═══ EXTRAIT
Premier film de Gallien Guibert, Rien ni personne, s’il ne révolutionnera pas le genre de la série noire, prend assez de biais ce dernier pour transcender son origine policière et, ce faisant, pour intriguer. Le long métrage se fonde autour d’un personnage principal en fuite perpétuelle, et c’est bel et bien cette instabilité qui fascine véritablement, contaminant peu à peu le récit, ainsi qu’un genre considéré de façon de plus en plus abstraite au fur et à mesure de l’avancée du film. Jean (Paul Hamy, comme toujours très juste et intense) travaille pour Dante (Sam Louwyck), trafiquant de drogue plutôt paternel mais apparemment intraitable. Il a une compagne, Nadia (Jina Djemba) et un bébé. Son activité délinquante semble le miner de plus en plus, instillant le malaise dans une vie de famille reposant sur un équilibre précaire. Il décide de quitter son foyer jusqu’à ce qu’il puisse subvenir de manière confortable aux besoins de sa famille, dérobant au passage une certaine quantité de cocaïne à son mentor pour pouvoir revendre la drogue. Le vol de coke entraîne les représailles des gangsters trahis, qui tuent Nadia. Et Jean, ayant récupéré son fils, de vouloir tout autant fuir les criminels que de s’en venger.

Père en fuite (P. Hamy) (©La Vingt-cinquième Heure)
══════
#### ÉNONCÉ 1
Dites combien de lignes des enregistrements contiennent la chaîne « outline ». Donnez seulement le nombre.
═══ SECTION DES DONNÉES
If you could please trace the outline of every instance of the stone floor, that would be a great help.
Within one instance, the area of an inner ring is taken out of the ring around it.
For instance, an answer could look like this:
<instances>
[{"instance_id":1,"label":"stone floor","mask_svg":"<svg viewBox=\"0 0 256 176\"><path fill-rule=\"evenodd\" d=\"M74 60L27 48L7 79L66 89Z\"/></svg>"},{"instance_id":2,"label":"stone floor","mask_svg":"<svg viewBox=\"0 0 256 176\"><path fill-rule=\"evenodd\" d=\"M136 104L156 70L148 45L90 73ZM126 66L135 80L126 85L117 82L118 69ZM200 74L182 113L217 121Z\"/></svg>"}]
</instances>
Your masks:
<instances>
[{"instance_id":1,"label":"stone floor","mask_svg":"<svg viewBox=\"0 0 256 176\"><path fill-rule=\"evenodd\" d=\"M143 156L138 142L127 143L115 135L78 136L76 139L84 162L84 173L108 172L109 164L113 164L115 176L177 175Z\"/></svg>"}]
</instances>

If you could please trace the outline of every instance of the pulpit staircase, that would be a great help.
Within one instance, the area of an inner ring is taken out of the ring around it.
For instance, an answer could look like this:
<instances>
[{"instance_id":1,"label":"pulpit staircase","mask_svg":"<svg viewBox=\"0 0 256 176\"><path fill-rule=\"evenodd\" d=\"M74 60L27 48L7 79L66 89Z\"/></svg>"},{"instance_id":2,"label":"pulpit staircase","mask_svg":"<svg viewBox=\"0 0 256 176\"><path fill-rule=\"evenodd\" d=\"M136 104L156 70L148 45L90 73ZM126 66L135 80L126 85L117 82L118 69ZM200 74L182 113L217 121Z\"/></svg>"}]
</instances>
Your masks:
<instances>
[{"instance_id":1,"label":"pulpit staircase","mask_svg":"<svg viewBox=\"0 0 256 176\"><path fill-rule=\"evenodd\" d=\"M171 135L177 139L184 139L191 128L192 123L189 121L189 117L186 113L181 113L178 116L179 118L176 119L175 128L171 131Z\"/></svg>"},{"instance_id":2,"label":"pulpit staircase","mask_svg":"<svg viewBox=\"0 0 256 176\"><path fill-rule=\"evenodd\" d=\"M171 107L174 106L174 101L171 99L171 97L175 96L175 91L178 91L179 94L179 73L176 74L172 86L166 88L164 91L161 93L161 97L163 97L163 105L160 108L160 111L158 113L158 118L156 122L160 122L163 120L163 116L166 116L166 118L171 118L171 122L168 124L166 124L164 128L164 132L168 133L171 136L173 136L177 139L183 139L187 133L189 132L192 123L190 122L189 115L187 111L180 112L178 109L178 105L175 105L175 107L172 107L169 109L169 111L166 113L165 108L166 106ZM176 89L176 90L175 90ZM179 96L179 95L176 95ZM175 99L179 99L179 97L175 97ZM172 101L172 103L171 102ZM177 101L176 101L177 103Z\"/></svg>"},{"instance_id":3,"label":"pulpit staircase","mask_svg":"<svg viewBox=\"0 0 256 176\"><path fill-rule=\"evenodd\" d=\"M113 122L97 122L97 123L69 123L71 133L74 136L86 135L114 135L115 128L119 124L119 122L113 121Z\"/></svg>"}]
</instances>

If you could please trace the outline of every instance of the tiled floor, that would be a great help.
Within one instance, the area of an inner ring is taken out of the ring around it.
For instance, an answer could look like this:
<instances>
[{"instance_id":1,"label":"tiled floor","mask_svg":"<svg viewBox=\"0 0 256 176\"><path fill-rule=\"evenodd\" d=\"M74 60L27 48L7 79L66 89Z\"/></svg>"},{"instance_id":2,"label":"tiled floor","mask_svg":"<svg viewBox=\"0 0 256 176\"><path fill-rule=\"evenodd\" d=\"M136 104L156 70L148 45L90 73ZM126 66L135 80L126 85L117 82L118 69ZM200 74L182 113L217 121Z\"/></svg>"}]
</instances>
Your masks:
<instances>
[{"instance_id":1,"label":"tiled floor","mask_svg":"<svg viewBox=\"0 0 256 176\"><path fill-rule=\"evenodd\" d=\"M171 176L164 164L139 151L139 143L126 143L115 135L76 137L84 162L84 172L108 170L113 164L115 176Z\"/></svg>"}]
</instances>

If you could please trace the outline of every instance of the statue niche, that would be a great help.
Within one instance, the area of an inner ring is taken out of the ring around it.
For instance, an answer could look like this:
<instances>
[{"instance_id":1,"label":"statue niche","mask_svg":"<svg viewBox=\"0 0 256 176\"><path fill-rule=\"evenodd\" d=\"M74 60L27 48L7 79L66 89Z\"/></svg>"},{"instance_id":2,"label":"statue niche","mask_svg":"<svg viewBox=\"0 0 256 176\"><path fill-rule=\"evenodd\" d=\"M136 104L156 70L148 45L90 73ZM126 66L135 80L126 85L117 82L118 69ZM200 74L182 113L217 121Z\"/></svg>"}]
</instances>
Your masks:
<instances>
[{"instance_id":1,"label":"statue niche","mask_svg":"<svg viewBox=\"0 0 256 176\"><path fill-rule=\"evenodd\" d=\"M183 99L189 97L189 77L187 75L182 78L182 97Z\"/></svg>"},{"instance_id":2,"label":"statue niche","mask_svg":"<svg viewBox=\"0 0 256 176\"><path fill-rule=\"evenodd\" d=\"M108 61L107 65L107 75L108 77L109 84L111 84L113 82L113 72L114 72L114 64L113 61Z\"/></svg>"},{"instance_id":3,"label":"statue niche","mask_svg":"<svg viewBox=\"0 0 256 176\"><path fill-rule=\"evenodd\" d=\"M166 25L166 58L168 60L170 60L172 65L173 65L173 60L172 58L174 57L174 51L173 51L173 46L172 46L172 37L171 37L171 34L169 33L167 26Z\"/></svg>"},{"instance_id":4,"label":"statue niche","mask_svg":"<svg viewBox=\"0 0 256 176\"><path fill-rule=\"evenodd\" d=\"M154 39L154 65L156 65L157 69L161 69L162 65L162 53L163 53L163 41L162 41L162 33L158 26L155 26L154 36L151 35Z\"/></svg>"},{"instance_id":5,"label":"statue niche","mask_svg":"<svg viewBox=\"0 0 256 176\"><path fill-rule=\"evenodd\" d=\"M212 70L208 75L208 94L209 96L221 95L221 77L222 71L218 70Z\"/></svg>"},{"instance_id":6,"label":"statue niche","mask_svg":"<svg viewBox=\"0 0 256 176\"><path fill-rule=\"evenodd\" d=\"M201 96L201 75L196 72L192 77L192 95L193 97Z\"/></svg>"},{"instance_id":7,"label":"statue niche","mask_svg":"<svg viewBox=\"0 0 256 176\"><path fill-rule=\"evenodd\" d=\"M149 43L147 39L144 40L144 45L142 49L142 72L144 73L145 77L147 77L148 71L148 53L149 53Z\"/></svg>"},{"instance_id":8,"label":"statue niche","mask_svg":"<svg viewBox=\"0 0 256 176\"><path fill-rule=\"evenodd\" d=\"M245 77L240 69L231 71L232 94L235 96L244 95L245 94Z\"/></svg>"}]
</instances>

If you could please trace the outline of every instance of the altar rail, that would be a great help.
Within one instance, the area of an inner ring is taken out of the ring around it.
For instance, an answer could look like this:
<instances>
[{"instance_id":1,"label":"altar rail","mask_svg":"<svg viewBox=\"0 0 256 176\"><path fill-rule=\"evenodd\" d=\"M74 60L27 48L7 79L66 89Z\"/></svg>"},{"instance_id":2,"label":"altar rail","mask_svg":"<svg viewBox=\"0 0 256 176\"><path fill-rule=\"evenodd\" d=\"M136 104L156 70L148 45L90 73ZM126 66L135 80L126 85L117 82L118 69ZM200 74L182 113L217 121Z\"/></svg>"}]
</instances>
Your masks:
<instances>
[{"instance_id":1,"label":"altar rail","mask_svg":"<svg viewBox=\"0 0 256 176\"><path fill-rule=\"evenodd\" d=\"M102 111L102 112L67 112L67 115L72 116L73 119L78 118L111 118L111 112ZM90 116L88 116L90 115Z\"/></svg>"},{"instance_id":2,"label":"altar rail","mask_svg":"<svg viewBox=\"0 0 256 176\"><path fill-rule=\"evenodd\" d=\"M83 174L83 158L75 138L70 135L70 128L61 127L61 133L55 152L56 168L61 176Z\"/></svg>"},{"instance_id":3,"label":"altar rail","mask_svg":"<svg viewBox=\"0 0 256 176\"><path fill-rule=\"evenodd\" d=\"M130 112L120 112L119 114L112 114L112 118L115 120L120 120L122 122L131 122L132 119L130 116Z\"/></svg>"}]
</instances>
══════
#### ÉNONCÉ 2
D'après la critique du film Rien ni personne, quel acteur joue Dante ?

#### RÉPONSE COMPLÈTE 1
5

#### RÉPONSE COMPLÈTE 2
Sam Louwyck.